**CONSEGNA:**
Rispondi a queste domande sul testo relativo all'uso dei gas in guerra.
1. In quale anno e in quale opera scriveva il generale Fuller?
2. Contro quale capo gli inglesi usarono i gas nel 1931 a Sulainam?
3. Chi affondò la nave statunitense piena di aggressivi chimici nel porto di Bari?

**TESTO FORNITO:**
# # # # #

Va ricordato che all’epoca i gas non erano considerati una mostruosità, ma quasi come un’arma più umana e meno crudele di quelle convenzionali.
Per chi era uscito dalla prima guerra mondiale i gas erano un’arma come un’altra, ed addirittura preferibile ad altre, in quanto poteva fiaccare il morale avversario senza essere necessariamente sempre letale[1].
Il generale Fuller, uno dei maggiori innovatori britannici in campo strategico scriveva nel 1923 nel suo The Reformation of War:
…uccidere non è l’obbiettivo della guerra. Se quest’assunto è accettato, allora, dal momento che un bagno di sangue è antieconomico, un tentativo dev’essere certamente fatto per sviluppare quei mezzi che possano costringere un avversario a modificare la sua politica sconfiggendo il suo esercito senza spargimento di sangue. La guerra dei gas ci consente di farlo, in quanto non c’è nessuna ragione per cui i gas impiegati come armi debbano essere letali (…) Il gas… è per eccellenza l’arma della demoralizzazione, e poiché può terrorizzare senza necessariamente uccidere, più di ogni altra arma conosciuta può servire ad imporre in modo economico la volontà di una nazione ad un’altra.
Non furono solo gli italiani ad usare aggressivi chimici. Gli inglesi usarono i gas nel 1931 a Sulainam, in Irak, per sopprimere il capo curdo Karim bey, reo dell’uccisione di due funzionari britannici e ancora nel 1935 in Afghanistan, lungo la frontiera con l’India, contro tribù pathane ribelli.
Va poi ricordato che una nave statunitense piena di aggressivi chimici venne affondata nel porto di Bari nell’ottobre del 1943 dalla Luftwaffe. Per una migliore comprensione storica il comportamento degli italiani in Etiopia andrebbe quanto meno contestualizzato nel quadro della condotta coloniale dell’epoca.

# # # # #

**ELENCO DATI:**
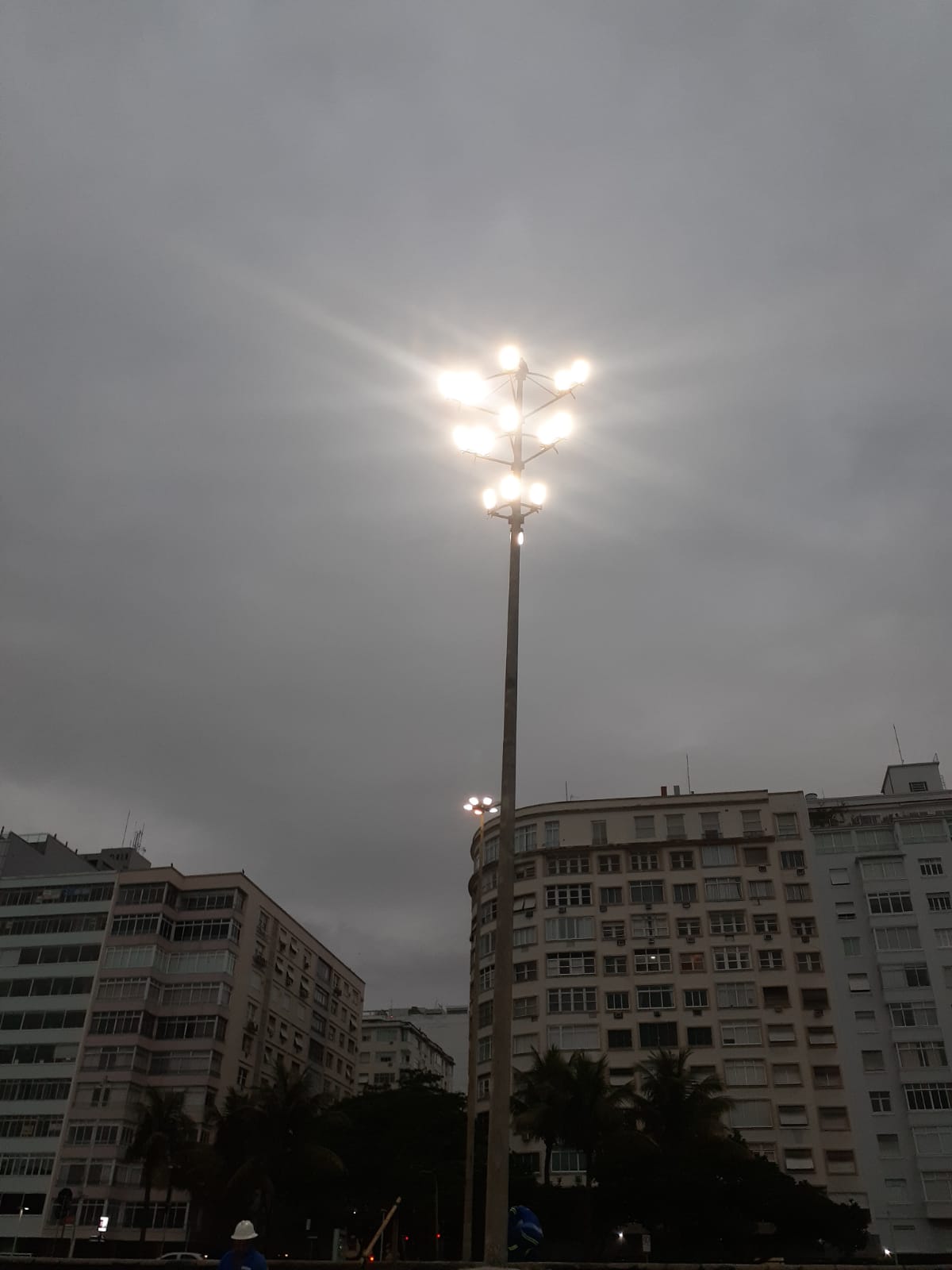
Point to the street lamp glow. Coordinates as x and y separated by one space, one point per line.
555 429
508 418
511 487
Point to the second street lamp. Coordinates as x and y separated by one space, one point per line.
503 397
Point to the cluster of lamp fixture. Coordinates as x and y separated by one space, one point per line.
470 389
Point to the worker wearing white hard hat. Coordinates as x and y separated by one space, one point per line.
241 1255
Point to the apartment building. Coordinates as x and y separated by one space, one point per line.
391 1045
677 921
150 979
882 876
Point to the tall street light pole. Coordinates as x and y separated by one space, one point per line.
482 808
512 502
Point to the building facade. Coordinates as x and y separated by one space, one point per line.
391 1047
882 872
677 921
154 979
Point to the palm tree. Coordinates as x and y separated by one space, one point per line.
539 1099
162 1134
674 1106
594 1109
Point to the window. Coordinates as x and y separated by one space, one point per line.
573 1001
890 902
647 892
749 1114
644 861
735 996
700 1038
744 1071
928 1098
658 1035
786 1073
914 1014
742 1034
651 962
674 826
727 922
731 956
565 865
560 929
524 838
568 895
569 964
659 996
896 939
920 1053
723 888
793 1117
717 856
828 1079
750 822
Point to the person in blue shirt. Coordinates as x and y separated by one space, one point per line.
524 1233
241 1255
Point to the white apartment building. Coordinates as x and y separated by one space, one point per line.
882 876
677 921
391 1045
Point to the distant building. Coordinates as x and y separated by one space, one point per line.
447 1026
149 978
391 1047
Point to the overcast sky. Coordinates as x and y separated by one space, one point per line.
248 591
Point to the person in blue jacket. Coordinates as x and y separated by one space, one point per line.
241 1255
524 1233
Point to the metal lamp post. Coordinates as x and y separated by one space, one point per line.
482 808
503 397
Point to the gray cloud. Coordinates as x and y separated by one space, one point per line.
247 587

# # # # #

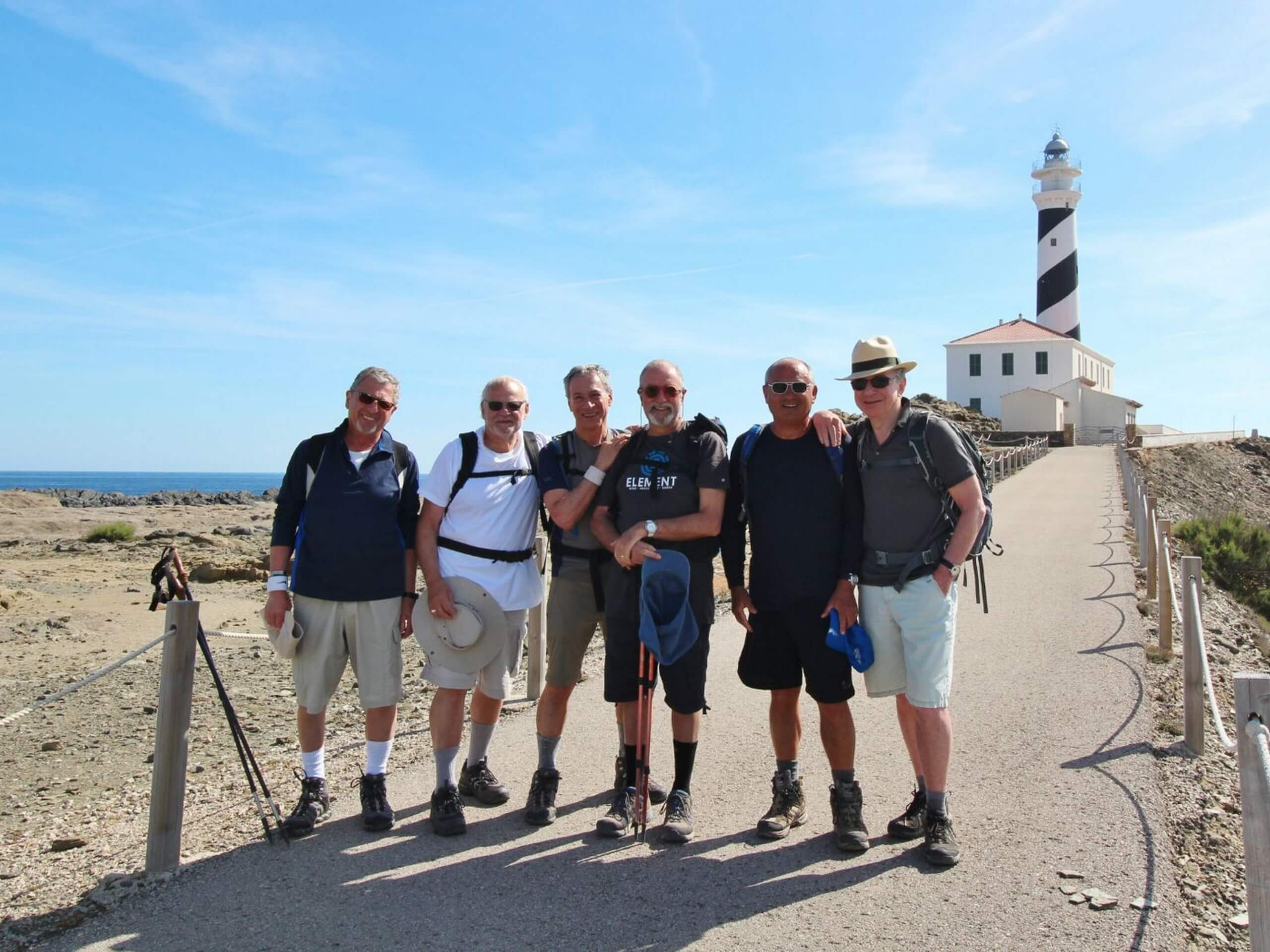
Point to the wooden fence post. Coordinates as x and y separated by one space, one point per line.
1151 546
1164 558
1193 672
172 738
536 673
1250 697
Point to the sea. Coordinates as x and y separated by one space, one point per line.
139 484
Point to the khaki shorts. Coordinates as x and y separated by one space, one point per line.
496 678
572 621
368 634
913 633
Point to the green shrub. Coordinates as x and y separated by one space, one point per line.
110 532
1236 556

# # # # #

**SOLUZIONE:**
1. Il generale Fuller scriveva nel 1923, nel suo The Reformation of War.
2. Gli inglesi usarono i gas contro il capo curdo Karim bey.
3. La nave fu affondata dalla Luftwaffe.